[Extracted entries Boundary: Start]

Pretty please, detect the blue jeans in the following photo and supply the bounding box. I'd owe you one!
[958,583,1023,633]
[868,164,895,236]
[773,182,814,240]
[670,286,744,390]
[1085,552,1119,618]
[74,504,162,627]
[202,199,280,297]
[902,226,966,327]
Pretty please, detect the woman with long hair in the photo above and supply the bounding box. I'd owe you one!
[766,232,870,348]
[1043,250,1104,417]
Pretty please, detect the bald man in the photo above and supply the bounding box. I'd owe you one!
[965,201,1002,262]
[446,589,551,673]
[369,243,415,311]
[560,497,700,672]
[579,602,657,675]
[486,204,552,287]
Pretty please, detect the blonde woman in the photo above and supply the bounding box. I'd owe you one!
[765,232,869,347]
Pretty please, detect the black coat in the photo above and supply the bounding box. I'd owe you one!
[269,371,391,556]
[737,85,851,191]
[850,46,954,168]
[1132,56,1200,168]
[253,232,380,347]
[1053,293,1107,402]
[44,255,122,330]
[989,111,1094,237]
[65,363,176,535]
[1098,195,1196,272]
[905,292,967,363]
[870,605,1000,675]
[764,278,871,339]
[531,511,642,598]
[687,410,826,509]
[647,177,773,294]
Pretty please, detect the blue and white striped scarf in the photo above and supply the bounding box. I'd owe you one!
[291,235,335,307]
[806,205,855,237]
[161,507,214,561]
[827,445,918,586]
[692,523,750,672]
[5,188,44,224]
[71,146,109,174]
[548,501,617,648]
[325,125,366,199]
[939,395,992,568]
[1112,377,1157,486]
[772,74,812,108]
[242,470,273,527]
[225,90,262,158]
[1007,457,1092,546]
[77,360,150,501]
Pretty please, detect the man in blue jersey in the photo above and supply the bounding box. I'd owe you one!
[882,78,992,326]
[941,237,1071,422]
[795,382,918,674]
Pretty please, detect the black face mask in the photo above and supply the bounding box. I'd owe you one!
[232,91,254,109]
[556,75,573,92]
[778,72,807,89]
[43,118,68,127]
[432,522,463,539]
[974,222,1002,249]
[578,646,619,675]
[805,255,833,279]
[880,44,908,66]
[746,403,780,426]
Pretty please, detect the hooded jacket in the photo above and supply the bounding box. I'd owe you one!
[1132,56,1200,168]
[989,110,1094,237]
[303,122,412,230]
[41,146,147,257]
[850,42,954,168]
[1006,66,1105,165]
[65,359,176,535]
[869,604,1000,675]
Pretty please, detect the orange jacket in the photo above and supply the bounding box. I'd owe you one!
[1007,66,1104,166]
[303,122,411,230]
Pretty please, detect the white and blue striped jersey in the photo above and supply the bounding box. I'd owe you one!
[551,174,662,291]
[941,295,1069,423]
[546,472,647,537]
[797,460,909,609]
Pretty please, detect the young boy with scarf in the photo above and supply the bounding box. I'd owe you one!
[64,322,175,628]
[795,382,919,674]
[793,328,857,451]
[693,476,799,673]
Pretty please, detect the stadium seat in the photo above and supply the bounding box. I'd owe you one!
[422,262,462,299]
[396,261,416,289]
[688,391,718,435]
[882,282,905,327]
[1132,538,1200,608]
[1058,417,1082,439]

[Extracted entries Boundary: End]

Write down all of the records again, word for word.

» Response
Pretty please, detect the blue jeans in the following photo and supply the bounding box. I'd owe you one!
[958,583,1023,633]
[868,164,895,236]
[773,182,814,240]
[670,286,744,390]
[1085,552,1119,618]
[74,504,162,627]
[202,199,280,297]
[902,226,966,327]
Pretty please, detect the woman with long hair in the photo above and supply the bounding box. I'd owe you one!
[766,232,870,348]
[1043,250,1104,417]
Pretty please, detect the bald man in the photo above and supply the bounding box. I'd owe you one!
[965,201,1002,262]
[446,589,551,673]
[369,243,415,311]
[560,497,700,672]
[579,602,657,675]
[486,204,552,287]
Pretty please, detect the blonde woman in the photo above and supply the bounding box. I'd owe you one!
[765,232,869,347]
Pretty please, detect the black coat in the photo above and supply the bounding box. I'd owe you one!
[269,371,391,556]
[737,85,851,191]
[850,46,954,168]
[1132,56,1200,168]
[253,232,380,347]
[1053,293,1107,402]
[44,255,122,330]
[989,111,1094,237]
[65,363,176,535]
[1098,195,1196,272]
[905,292,967,363]
[870,605,1000,675]
[764,278,871,339]
[531,511,642,598]
[687,410,826,509]
[647,177,773,294]
Pretty please, detect the blue and white striped scarf in the photo above and supply the bounding box. I'd owe you one!
[291,235,335,307]
[806,205,855,237]
[161,507,214,561]
[827,445,918,586]
[692,523,750,672]
[5,188,44,224]
[71,146,109,174]
[548,501,617,648]
[325,125,366,199]
[939,395,992,568]
[1112,377,1157,486]
[772,74,812,108]
[242,470,273,527]
[225,90,262,158]
[1007,457,1092,546]
[77,360,150,501]
Pretty please, detect the man in blue jersey in the photo above and supply the bounding box. I'd owe you one!
[882,78,992,326]
[941,237,1071,422]
[795,382,918,674]
Pretty please, detect the black face mask in the photo above and supply the bounding box. I'd owe you one!
[232,91,254,109]
[556,75,573,92]
[778,72,807,89]
[43,118,68,127]
[432,522,463,539]
[974,222,1002,249]
[578,646,619,675]
[805,255,833,279]
[880,44,908,66]
[746,403,780,426]
Pretty please, detect the hooded jacket in the photo above and supply the bounding box. I'd owe you one!
[1132,56,1200,168]
[989,110,1094,237]
[303,122,412,230]
[41,146,147,257]
[850,42,954,168]
[1006,66,1105,165]
[65,359,176,535]
[869,604,1000,675]
Pretty please, detect the orange jacket in the photo above and supply the bounding box. I'd owe you one!
[1007,66,1104,166]
[303,122,411,230]
Pretty please, detect the white and blue striped jersey in the photo above and supply the bounding box. I'd owe you one!
[551,174,662,291]
[941,295,1069,423]
[546,472,647,537]
[797,460,909,609]
Pretty please, detect the young boy with scarf in the photo above and supply the bounding box. I'd owe you one!
[64,322,175,628]
[795,382,919,674]
[793,328,857,451]
[693,476,799,673]
Pretty please, detect the stadium seat in the photo above and supply the bounding box. I'd owe you one!
[422,262,462,299]
[396,261,416,289]
[688,391,718,435]
[882,282,905,327]
[1132,538,1200,608]
[1058,417,1082,439]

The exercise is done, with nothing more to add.